── Records shown
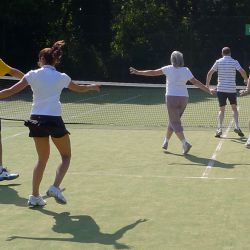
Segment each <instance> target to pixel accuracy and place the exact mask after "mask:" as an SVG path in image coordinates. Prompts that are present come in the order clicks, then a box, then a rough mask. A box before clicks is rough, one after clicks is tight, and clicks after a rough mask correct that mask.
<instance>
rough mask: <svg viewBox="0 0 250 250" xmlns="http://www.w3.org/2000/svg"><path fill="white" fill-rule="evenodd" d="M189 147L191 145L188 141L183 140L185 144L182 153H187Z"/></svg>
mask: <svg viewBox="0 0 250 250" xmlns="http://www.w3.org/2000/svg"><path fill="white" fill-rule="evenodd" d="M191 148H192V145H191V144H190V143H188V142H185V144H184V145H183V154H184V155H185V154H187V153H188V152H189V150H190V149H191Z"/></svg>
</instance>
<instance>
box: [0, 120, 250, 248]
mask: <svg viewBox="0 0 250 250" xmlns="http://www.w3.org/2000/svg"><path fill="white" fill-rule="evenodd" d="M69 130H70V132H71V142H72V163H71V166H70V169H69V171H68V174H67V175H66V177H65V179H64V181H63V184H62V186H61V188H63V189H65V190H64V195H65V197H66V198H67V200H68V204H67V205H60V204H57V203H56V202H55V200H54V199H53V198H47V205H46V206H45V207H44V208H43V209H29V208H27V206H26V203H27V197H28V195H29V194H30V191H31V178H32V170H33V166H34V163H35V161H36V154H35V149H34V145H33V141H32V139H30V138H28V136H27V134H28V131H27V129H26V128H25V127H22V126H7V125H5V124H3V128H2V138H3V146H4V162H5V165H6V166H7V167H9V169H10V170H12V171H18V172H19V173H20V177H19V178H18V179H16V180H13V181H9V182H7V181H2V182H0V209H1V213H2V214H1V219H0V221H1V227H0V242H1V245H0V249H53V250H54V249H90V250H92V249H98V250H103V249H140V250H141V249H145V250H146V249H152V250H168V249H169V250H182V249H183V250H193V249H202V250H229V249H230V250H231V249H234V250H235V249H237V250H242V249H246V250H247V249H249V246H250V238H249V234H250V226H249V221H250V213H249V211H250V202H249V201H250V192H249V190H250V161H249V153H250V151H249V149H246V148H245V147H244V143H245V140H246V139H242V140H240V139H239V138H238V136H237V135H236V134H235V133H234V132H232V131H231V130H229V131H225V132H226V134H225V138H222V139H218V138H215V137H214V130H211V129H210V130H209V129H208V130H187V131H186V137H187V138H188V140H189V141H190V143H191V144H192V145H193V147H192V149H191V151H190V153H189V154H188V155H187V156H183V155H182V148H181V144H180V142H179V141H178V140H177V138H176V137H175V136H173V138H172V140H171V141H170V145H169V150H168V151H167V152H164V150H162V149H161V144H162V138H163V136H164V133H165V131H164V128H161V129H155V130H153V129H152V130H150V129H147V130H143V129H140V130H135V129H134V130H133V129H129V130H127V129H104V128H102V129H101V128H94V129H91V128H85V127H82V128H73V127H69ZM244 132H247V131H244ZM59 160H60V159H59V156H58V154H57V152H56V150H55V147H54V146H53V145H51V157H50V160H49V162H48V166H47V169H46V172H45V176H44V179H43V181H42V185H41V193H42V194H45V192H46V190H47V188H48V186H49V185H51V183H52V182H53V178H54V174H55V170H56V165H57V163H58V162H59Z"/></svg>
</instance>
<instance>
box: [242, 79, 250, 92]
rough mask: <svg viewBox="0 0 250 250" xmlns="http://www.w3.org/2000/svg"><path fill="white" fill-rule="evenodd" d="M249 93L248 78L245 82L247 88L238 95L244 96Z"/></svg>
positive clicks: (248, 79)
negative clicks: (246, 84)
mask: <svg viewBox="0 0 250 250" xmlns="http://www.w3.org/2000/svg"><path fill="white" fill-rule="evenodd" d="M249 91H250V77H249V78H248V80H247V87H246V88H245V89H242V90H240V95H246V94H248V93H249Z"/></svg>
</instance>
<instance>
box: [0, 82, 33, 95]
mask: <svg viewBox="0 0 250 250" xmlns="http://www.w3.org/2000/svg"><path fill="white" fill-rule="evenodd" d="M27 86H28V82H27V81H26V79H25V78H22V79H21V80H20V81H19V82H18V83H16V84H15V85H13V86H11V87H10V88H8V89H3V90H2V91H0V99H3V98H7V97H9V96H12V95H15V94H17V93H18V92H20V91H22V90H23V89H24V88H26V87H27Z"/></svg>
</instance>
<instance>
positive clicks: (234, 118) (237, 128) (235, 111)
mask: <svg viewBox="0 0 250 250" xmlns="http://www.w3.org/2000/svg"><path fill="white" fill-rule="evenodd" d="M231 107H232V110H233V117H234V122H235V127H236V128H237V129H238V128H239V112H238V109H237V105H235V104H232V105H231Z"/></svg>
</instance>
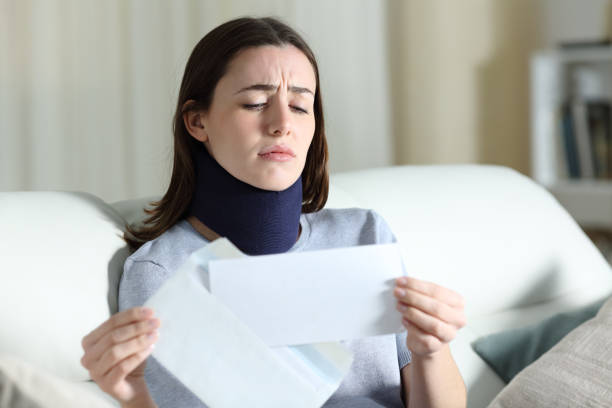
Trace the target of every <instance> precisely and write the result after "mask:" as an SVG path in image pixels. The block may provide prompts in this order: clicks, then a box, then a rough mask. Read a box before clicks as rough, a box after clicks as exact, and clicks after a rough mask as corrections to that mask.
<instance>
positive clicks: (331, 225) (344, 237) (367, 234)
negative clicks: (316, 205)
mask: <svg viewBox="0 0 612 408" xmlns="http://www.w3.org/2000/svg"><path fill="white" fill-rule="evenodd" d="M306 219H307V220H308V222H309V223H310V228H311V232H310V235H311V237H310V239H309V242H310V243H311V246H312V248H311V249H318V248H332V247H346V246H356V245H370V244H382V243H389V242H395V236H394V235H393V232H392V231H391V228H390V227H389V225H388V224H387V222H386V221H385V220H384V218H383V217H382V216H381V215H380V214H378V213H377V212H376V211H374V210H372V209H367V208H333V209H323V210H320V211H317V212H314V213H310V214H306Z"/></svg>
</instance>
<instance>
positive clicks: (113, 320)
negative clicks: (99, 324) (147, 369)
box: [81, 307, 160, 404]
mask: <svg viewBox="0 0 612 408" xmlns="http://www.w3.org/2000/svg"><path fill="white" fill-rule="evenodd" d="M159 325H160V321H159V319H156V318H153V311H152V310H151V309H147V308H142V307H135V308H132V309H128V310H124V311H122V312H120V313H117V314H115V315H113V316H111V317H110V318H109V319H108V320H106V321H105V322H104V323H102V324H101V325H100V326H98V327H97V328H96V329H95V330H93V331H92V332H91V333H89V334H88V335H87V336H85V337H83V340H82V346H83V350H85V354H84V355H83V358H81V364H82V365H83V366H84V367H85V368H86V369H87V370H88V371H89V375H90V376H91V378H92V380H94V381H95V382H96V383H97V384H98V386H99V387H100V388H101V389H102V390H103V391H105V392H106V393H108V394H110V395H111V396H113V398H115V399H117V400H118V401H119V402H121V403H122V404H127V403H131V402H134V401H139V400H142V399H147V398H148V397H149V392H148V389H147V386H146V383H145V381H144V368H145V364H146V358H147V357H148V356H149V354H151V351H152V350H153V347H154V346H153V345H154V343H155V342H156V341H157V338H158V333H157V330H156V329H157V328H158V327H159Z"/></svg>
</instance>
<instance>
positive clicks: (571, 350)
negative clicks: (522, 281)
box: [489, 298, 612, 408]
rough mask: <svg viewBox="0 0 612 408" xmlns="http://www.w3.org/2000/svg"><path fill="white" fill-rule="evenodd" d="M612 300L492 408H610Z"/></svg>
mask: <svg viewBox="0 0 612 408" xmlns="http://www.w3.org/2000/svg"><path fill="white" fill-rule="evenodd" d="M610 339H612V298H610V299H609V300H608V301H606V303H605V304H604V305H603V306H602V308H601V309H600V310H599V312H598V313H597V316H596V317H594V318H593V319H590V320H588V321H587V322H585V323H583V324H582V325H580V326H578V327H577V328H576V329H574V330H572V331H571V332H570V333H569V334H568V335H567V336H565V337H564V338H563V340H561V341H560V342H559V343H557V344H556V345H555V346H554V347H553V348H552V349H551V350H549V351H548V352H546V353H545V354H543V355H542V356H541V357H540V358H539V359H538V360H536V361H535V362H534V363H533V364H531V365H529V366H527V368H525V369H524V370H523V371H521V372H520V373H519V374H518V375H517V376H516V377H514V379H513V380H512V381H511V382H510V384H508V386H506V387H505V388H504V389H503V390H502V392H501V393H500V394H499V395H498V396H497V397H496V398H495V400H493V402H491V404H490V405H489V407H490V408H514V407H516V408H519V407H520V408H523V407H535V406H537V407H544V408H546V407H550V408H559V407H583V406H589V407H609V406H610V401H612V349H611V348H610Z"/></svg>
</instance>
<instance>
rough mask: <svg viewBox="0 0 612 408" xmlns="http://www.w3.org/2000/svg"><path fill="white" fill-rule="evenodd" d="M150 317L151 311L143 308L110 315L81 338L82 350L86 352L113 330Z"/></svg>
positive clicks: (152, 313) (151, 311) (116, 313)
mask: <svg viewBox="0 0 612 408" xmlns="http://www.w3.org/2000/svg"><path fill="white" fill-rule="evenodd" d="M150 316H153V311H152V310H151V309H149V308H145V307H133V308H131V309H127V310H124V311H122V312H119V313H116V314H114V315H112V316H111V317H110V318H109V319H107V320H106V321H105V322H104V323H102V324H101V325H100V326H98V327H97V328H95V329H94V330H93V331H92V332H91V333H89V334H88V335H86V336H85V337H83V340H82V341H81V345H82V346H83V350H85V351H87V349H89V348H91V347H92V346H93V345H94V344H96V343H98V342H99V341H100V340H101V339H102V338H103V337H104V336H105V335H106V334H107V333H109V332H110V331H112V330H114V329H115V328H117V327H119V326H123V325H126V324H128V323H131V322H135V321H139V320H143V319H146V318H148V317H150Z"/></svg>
────
── Records shown
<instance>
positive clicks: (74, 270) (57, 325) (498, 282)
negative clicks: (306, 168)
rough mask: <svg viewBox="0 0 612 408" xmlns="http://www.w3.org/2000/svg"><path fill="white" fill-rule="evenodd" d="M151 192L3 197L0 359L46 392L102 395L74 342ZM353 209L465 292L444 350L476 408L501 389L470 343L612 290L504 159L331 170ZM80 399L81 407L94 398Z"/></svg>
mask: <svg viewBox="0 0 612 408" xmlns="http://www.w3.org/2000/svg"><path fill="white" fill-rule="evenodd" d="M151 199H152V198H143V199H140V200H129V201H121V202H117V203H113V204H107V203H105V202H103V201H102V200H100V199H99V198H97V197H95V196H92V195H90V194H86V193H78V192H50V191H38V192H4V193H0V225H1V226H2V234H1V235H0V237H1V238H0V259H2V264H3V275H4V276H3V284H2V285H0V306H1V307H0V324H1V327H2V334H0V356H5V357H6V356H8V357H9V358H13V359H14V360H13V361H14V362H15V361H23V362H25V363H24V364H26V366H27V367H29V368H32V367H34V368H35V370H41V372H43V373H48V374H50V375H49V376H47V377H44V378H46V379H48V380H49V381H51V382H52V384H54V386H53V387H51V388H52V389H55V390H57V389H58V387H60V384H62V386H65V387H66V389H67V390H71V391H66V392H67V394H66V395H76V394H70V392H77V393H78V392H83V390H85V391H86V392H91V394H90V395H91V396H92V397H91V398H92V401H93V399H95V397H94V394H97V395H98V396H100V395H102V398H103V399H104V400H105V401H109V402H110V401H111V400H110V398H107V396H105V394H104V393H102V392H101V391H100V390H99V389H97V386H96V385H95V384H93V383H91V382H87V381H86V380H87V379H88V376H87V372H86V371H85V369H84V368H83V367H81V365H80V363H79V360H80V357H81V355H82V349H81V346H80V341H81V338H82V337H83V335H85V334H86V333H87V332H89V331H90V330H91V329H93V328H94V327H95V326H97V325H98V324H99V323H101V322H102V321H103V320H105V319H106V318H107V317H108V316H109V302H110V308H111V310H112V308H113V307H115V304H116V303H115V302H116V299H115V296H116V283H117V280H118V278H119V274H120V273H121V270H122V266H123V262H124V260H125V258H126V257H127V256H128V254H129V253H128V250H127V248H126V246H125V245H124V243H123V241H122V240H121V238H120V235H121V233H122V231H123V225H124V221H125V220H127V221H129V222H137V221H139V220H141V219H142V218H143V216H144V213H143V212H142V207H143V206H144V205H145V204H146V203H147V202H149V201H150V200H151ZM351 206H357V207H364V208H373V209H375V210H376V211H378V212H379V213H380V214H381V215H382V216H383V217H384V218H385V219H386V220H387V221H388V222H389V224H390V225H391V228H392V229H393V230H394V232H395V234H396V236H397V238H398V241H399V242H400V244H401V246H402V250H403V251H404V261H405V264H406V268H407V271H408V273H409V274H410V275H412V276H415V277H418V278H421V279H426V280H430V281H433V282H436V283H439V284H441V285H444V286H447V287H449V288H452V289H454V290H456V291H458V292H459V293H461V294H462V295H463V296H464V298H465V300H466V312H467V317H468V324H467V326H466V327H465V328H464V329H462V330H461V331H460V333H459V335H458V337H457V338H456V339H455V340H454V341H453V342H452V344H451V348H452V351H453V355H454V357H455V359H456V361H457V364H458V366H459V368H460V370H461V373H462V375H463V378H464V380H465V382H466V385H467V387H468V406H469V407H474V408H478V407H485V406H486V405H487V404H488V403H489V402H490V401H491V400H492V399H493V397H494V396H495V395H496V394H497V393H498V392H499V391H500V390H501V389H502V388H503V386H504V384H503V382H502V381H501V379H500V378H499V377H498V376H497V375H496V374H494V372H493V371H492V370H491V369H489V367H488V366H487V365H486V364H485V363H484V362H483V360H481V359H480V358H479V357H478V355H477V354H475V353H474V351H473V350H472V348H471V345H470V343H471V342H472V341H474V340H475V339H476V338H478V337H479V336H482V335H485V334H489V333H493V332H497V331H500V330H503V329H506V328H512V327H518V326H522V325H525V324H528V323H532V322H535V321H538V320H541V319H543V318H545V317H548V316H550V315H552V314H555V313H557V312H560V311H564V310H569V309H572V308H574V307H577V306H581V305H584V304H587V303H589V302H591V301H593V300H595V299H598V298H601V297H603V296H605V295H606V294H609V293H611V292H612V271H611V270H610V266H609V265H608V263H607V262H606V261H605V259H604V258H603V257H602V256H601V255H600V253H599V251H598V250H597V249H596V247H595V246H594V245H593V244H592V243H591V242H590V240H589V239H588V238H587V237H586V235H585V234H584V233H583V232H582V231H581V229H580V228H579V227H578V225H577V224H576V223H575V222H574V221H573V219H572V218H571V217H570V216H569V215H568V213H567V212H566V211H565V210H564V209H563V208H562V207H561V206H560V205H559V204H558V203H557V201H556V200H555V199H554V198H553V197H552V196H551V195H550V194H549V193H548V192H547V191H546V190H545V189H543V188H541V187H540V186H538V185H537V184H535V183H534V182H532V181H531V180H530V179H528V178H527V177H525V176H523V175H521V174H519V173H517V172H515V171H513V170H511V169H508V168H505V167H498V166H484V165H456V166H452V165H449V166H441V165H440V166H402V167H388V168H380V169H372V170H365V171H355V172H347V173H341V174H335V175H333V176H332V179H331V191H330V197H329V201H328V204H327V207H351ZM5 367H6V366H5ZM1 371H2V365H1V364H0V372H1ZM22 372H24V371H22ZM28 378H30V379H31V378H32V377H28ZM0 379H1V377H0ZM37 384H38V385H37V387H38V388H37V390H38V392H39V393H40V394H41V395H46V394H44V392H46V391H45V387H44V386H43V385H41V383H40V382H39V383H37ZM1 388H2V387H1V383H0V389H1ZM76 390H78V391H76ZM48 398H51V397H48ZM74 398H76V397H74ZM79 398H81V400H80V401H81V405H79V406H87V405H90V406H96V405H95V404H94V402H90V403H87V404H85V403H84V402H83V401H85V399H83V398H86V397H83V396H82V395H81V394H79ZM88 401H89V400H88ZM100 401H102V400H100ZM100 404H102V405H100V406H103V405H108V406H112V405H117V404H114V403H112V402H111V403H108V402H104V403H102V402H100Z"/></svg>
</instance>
────
── Records shown
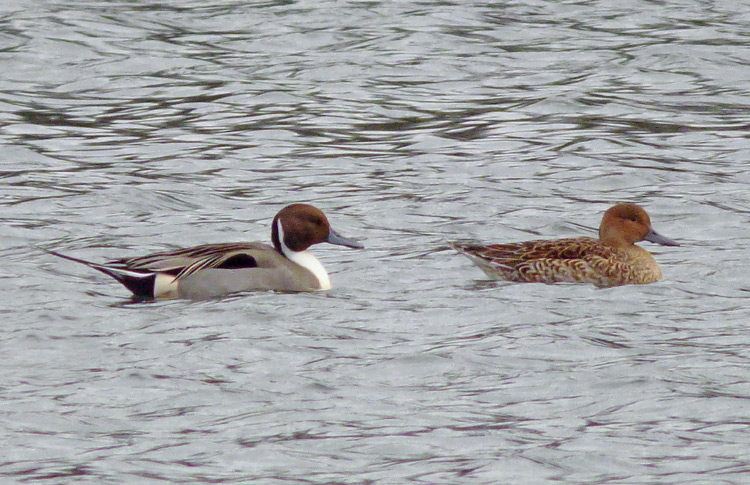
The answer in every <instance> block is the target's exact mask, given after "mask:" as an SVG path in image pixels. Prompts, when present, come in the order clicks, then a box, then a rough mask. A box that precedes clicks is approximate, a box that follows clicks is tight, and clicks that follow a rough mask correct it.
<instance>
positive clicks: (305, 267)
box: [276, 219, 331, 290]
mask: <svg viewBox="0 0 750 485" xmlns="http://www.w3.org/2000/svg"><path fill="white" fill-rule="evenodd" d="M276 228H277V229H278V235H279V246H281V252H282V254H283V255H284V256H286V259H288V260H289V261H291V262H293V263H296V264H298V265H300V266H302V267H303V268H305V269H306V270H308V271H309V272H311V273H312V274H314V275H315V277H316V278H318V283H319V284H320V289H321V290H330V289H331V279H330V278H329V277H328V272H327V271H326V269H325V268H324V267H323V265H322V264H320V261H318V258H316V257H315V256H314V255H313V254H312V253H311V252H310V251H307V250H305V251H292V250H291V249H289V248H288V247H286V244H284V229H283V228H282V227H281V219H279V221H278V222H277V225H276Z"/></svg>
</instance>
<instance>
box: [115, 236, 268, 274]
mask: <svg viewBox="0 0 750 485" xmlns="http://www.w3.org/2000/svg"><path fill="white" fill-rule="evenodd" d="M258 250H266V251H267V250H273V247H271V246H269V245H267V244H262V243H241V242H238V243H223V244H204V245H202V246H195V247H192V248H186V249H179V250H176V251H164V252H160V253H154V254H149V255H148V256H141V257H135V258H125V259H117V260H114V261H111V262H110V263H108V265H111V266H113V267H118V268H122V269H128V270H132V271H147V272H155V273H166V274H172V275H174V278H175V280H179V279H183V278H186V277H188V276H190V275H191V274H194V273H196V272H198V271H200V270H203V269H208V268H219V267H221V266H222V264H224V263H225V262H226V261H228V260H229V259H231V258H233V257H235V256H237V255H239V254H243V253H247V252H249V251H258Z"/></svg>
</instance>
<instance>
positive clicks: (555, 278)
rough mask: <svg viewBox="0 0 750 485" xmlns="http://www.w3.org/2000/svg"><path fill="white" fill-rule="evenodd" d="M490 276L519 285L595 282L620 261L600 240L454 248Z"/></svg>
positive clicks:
────
**To do**
Only one stretch of the entries above is needed: the lines from the one containing "box: [0, 82, 33, 95]" through the one containing "negative clicks: (99, 324) (147, 369)". Copy it exactly, without the pictures.

**Answer to this problem**
box: [0, 82, 33, 95]
mask: <svg viewBox="0 0 250 250" xmlns="http://www.w3.org/2000/svg"><path fill="white" fill-rule="evenodd" d="M27 86H28V82H27V81H26V79H25V78H22V79H21V80H20V81H19V82H18V83H16V84H15V85H13V86H11V87H10V88H8V89H3V90H2V91H0V99H3V98H7V97H9V96H12V95H15V94H17V93H18V92H20V91H22V90H23V89H24V88H26V87H27Z"/></svg>
</instance>
<instance>
positive clicks: (234, 118) (237, 128) (235, 111)
mask: <svg viewBox="0 0 250 250" xmlns="http://www.w3.org/2000/svg"><path fill="white" fill-rule="evenodd" d="M231 107H232V110H233V117H234V122H235V127H236V128H237V129H238V128H239V112H238V109H237V105H235V104H232V105H231Z"/></svg>
</instance>
Trace the target of every <instance> precisely and write the result after "mask:" as an SVG path in image pixels. The block may provide prompts in this order: clicks, then a box, then a rough mask. Read a box before clicks as rough, a box after clicks as exact, and clicks after a rough mask as corrections to that mask.
<instance>
positive clicks: (331, 225) (344, 237) (367, 234)
negative clicks: (316, 205)
mask: <svg viewBox="0 0 612 408" xmlns="http://www.w3.org/2000/svg"><path fill="white" fill-rule="evenodd" d="M306 219H307V220H308V222H309V223H310V228H311V232H310V235H311V237H310V239H309V242H310V243H311V246H312V248H311V249H318V248H332V247H346V246H356V245H370V244H382V243H389V242H395V236H394V235H393V232H392V231H391V228H390V227H389V225H388V224H387V222H386V221H385V220H384V218H383V217H382V216H381V215H380V214H378V213H377V212H376V211H374V210H372V209H367V208H333V209H323V210H320V211H317V212H314V213H310V214H306Z"/></svg>
</instance>
<instance>
positive clicks: (113, 320)
negative clicks: (99, 324) (147, 369)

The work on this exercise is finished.